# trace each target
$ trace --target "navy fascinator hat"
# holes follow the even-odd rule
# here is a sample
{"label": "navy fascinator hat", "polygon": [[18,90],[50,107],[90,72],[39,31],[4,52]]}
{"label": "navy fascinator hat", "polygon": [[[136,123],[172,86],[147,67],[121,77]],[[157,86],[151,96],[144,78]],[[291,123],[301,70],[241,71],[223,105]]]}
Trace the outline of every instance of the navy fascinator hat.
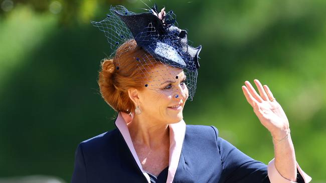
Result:
{"label": "navy fascinator hat", "polygon": [[[189,44],[187,31],[178,27],[173,11],[166,12],[165,7],[159,12],[156,4],[146,10],[146,12],[139,14],[122,6],[111,6],[109,10],[105,19],[91,22],[105,32],[113,50],[110,56],[126,41],[134,39],[137,45],[155,60],[184,70],[187,76],[190,99],[192,100],[202,46],[194,48]],[[136,58],[135,62],[139,60],[139,58]]]}

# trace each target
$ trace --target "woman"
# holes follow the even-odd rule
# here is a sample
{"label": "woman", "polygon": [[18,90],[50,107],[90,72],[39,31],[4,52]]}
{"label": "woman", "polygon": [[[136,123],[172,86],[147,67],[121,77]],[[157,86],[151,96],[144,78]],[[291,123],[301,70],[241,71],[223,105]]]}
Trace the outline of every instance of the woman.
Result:
{"label": "woman", "polygon": [[174,14],[136,14],[111,7],[93,22],[105,33],[112,59],[101,63],[98,84],[118,112],[116,128],[81,142],[72,182],[308,182],[296,162],[288,120],[268,87],[255,80],[242,90],[271,132],[275,158],[268,166],[218,136],[213,126],[186,125],[183,109],[196,89],[201,46],[188,46]]}

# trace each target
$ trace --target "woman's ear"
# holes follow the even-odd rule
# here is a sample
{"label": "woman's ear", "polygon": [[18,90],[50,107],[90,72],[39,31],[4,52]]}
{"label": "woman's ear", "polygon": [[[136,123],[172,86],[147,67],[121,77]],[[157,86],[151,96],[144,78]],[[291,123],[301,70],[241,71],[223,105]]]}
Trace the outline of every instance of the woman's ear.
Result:
{"label": "woman's ear", "polygon": [[139,104],[139,92],[137,89],[133,88],[128,89],[128,94],[129,98],[130,98],[130,100],[133,102],[135,106]]}

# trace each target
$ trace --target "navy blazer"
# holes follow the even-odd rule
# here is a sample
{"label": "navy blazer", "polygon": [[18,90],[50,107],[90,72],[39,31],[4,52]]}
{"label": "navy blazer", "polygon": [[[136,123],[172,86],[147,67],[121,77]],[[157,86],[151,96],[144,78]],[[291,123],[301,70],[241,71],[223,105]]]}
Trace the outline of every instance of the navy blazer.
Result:
{"label": "navy blazer", "polygon": [[[298,182],[304,182],[298,175]],[[118,128],[78,145],[72,183],[147,182]],[[266,164],[219,137],[215,127],[187,125],[173,182],[270,180]]]}

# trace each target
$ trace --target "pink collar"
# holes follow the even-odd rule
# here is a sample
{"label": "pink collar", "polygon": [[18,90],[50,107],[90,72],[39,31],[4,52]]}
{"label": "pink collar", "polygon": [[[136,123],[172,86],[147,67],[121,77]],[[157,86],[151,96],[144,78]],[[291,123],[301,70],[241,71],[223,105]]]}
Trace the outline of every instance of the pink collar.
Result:
{"label": "pink collar", "polygon": [[[142,169],[140,162],[138,158],[136,150],[132,144],[127,124],[122,118],[121,112],[119,112],[118,116],[115,120],[115,125],[122,135],[124,140],[127,143],[128,148],[130,150],[133,158],[136,160],[138,166],[144,174],[147,182],[150,183],[150,180],[148,174]],[[172,182],[176,174],[177,168],[179,162],[181,155],[182,145],[186,134],[186,123],[183,120],[176,123],[170,124],[170,158],[169,162],[169,172],[167,183]]]}

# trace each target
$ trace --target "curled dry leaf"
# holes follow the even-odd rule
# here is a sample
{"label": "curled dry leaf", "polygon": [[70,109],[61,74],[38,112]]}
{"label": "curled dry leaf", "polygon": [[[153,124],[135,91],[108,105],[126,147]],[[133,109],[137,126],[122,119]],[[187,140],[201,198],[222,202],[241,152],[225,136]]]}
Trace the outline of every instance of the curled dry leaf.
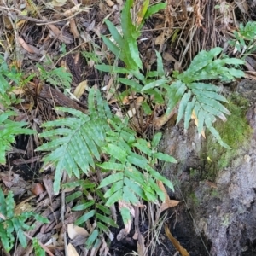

Objective: Count how many lines in the items above contain the word "instance", and reply with the number alone.

Result of this exercise: 6